Materials provided
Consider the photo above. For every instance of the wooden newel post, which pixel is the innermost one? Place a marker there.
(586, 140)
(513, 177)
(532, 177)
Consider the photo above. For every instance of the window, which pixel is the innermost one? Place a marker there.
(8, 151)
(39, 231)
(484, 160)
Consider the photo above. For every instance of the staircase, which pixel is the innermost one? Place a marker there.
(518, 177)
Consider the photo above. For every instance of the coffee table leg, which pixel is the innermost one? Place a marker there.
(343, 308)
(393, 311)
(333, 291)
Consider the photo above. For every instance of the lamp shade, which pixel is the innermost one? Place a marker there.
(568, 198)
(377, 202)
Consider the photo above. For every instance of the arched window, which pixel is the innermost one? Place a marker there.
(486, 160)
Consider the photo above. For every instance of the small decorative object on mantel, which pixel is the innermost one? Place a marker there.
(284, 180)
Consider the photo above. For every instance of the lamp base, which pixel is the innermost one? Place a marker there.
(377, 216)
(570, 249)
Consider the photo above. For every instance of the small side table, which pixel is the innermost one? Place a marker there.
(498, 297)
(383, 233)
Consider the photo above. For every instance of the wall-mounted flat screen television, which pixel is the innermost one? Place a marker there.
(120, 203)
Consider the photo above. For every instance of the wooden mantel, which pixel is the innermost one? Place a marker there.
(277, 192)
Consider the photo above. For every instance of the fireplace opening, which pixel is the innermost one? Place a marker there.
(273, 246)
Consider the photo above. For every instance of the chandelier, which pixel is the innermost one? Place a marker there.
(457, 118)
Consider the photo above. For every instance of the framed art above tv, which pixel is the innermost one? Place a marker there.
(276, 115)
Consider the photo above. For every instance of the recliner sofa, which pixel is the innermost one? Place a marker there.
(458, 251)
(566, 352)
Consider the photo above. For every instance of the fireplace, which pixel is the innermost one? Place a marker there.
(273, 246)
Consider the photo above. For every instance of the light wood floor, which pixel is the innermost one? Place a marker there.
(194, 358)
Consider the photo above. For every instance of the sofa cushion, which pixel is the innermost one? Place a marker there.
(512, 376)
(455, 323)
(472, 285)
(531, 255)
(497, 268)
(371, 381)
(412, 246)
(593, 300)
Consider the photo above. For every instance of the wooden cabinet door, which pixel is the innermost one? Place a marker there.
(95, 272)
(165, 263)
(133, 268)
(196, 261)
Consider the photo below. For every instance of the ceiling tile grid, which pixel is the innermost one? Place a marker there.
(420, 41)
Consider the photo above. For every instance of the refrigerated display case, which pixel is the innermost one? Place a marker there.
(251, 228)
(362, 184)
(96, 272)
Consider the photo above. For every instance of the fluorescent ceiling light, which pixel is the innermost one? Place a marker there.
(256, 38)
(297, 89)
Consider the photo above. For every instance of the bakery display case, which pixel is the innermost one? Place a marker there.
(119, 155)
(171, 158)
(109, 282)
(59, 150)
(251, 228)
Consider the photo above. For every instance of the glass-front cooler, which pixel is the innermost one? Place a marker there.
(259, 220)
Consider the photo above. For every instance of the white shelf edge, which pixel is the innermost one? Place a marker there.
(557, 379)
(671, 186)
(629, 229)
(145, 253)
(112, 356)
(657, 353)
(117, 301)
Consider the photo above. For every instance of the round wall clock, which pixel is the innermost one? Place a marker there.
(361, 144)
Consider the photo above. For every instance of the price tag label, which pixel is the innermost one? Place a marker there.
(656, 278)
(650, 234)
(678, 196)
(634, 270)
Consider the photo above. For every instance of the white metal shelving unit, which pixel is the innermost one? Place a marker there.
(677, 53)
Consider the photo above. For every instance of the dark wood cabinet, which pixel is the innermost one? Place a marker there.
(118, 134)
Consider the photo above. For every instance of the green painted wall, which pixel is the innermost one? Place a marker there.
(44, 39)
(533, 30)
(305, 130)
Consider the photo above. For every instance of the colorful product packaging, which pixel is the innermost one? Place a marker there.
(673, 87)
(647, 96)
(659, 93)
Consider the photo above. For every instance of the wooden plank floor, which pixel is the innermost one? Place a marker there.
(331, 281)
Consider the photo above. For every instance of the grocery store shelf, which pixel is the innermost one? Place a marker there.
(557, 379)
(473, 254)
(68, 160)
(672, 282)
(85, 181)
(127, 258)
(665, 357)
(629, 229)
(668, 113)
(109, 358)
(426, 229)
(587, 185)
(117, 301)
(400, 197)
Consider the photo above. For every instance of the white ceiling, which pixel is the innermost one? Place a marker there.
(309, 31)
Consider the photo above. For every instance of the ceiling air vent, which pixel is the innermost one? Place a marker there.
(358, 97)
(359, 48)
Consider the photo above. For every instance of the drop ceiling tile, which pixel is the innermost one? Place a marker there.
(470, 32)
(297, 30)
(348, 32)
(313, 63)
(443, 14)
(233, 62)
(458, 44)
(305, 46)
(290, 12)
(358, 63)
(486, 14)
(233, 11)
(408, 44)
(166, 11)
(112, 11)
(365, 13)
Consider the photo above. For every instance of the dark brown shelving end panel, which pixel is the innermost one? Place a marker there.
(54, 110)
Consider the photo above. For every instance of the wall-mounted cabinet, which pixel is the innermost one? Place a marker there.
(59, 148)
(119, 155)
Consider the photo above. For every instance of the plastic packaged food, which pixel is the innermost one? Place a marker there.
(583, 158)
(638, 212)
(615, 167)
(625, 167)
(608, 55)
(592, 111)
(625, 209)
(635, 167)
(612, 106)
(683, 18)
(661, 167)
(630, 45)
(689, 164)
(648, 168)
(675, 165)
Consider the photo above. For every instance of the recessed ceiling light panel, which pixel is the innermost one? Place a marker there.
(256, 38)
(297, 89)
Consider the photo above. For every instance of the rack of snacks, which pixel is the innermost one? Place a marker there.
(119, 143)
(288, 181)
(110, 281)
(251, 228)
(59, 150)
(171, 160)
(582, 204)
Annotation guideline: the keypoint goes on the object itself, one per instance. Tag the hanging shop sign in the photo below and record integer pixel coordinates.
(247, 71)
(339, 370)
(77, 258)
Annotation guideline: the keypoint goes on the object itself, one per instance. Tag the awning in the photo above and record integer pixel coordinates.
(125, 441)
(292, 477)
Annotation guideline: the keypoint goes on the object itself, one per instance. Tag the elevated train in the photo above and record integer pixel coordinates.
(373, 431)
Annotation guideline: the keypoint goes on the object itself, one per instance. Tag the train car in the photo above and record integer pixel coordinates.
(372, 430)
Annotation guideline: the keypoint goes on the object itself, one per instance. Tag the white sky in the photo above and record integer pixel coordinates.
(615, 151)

Try it
All of the material above should be set down again, unaltered.

Result
Consider the photo above. For every instance of the wooden newel post, which pixel is the innermost one? Place a marker there.
(586, 140)
(513, 177)
(532, 177)
Consider the photo above. For every instance of the window, which pixel is the innermost one? Place a marker there.
(8, 151)
(39, 231)
(484, 160)
Consider the photo above. For every instance of the staircase, which pixel is the innermost one? Place a marker there.
(518, 177)
Consider the photo above. For every instance of the coffee table leg, which pixel is the innermost one? Place a marker there.
(343, 308)
(393, 311)
(333, 291)
Consider the photo above. For every instance of the lamp shade, which pixel is the innermost one? Place a marker there.
(568, 198)
(377, 202)
Consider the photo above. For every instance of the arched window, which pixel is the innermost one? Place a marker there.
(486, 160)
Consider the photo above. For every instance of the small decorative object on mantel, which pixel is the innermost one? Place a marker there.
(284, 180)
Consider the photo above. For every instance of the lamp base, which pixel is the innermost one? Place a marker there.
(377, 216)
(570, 249)
Consider the photo above. For every instance of the small side table, which pixel is the innermost one? Place a marker there.
(498, 297)
(383, 233)
Consider the photo above. For every instance of the wall-mounted flat screen television, which pixel is the innermost one? Place a marker there.
(120, 203)
Consider the photo above. For every instance of the wooden mantel, which pixel is the innermost one? Place a marker there.
(277, 192)
Consider the photo above. For every instance of the fireplace opening, which pixel is the innermost one? Place a marker there.
(273, 246)
Consider the photo above. For every instance of the chandelier, which pixel is the innermost one? Place a marker there.
(457, 118)
Consider the photo above. For every instance of the framed art above tv, which pixel is the innermost one? Place a marker there.
(276, 115)
Consider the photo above. For every instance of the recliner sofa, which pixel is the innermost one? Place a marker there.
(458, 251)
(566, 352)
Consider the photo above. For every instance of the fireplace, which pixel is the innermost one? Place a marker there.
(273, 246)
Consider the photo above. For every instance of the light wood floor, which pixel is the innermost one? Place a marker there.
(194, 358)
Consider the photo above. For every instance of the sofa cushion, which pixel is the innermost one? Place a marker there.
(512, 376)
(455, 323)
(472, 285)
(531, 255)
(497, 268)
(371, 381)
(412, 246)
(593, 300)
Consider the photo above. For every instance of the wooden cabinet door, which pixel is the innermost one? Place a marker there.
(95, 272)
(165, 263)
(133, 268)
(196, 261)
Consider the photo below. For every instance of the ceiling tile grid, which pixel is the innermost one? Place a marker there.
(420, 41)
Consider the photo above. For every instance of the refrigerated display case, which pixel is the innermost one? Place a marker there.
(251, 228)
(362, 184)
(96, 272)
Consider the photo above. For every instance of the fluorescent ceiling light, which pixel is the innermost one? Place a marker there.
(256, 38)
(297, 89)
Consider the photo above. For every instance of the bakery display case, which pixel is the innermost one? Place a marker there.
(119, 155)
(171, 158)
(109, 282)
(59, 150)
(251, 228)
Consider the photo above. For every instance of the glass-front cooler, which pixel is the innermost one? Place a marker there.
(259, 220)
Consider the photo above. For every instance of the white shelf edge, which pixel is the innermost one? Place a marker there.
(557, 379)
(671, 186)
(629, 229)
(145, 253)
(112, 356)
(657, 353)
(117, 301)
Consider the photo above. For every instance of the round wall clock, which pixel is the innermost one? Place a marker there.
(361, 144)
Consider the photo above. For every instance of the price tag label, which pixel is the innermost one? Place a marker there.
(656, 278)
(650, 234)
(678, 196)
(634, 270)
Consider the photo above. For every instance of the white metal shelving unit, which pixel is the innermost one? Place a marker there.
(677, 53)
Consider the photo above. For every instance of the dark wood cabinet, which pixel is the innermost one? Place a marker there.
(118, 134)
Consider the photo above. For every instance of the green painted wall, which pixel is the innermost one? Place a marker there.
(44, 39)
(533, 30)
(305, 130)
Consider the photo above. For every instance of the colorful product packaging, which pixel is the innermost one? Place a marker there.
(673, 87)
(647, 96)
(659, 93)
Consider the photo above. For every instance of the wooden plank floor, which pixel is the innermost one? Place a marker there.
(331, 281)
Consider the photo above. For every instance of the grocery store shelf, which pixel is the innermost one? Place a marker there.
(557, 379)
(473, 254)
(68, 160)
(672, 282)
(85, 181)
(127, 258)
(665, 357)
(629, 229)
(668, 113)
(109, 358)
(426, 229)
(587, 185)
(117, 301)
(400, 197)
Consider the photo above. For every instance of the white ceiling, which pixel is the innermost one? Place a marker there.
(309, 31)
Consider the photo above. For every instance of the ceiling air vent, which pixel is the innermost one? Place a marker there.
(358, 97)
(359, 48)
Consider the photo above. For every instance of the drop ceiling tile, which pixel is the innermost one? Place a marker there.
(470, 32)
(297, 30)
(348, 32)
(313, 63)
(443, 14)
(233, 62)
(458, 44)
(305, 46)
(290, 12)
(358, 63)
(486, 14)
(233, 11)
(408, 44)
(166, 11)
(112, 11)
(365, 13)
Consider the photo above. For every instance of the dark brown shelving end panel, which pixel is the innermost one? Place a marker there.
(54, 110)
Consider the photo above. For every instance of the wall-mounted cabinet, which pixel is the innermost one? Place a marker there.
(59, 148)
(119, 155)
Consider the photo above. For every instance of the plastic packaged food, which pixel is the innermost one? Place a marker there.
(583, 158)
(638, 212)
(615, 167)
(625, 167)
(608, 55)
(592, 111)
(625, 209)
(635, 167)
(612, 106)
(683, 18)
(661, 167)
(630, 45)
(689, 164)
(648, 168)
(675, 165)
Consider the photo above. For every instance of the recessed ceiling light panel, which pixel is the innermost one? Place a marker there.
(256, 38)
(297, 89)
Consider the photo above. For every instance of the rack of snacks, which pixel is the innermost one? Place a marker there.
(119, 143)
(288, 181)
(110, 281)
(251, 228)
(59, 150)
(171, 160)
(582, 204)
Annotation guideline: the keypoint goes on the object itself, one per instance. Tag the hanging shop sign in the photo below and record integer pixel coordinates.
(247, 71)
(339, 370)
(77, 258)
Annotation guideline: the keypoint goes on the object itself, one per instance. Tag the awning in the photo above and record integer pixel coordinates.
(125, 441)
(292, 477)
Annotation guideline: the keypoint goes on the object itself, one per instance. Tag the elevated train in the photo above and record integer pixel coordinates.
(373, 431)
Annotation guideline: the keypoint goes on the object itself, one per instance. Tag the train car in the photo above and record integer pixel coordinates.
(372, 430)
Annotation guideline: the keypoint goes on the object itself, one per instance. Tag the white sky in the photo above and record integer pixel coordinates.
(615, 151)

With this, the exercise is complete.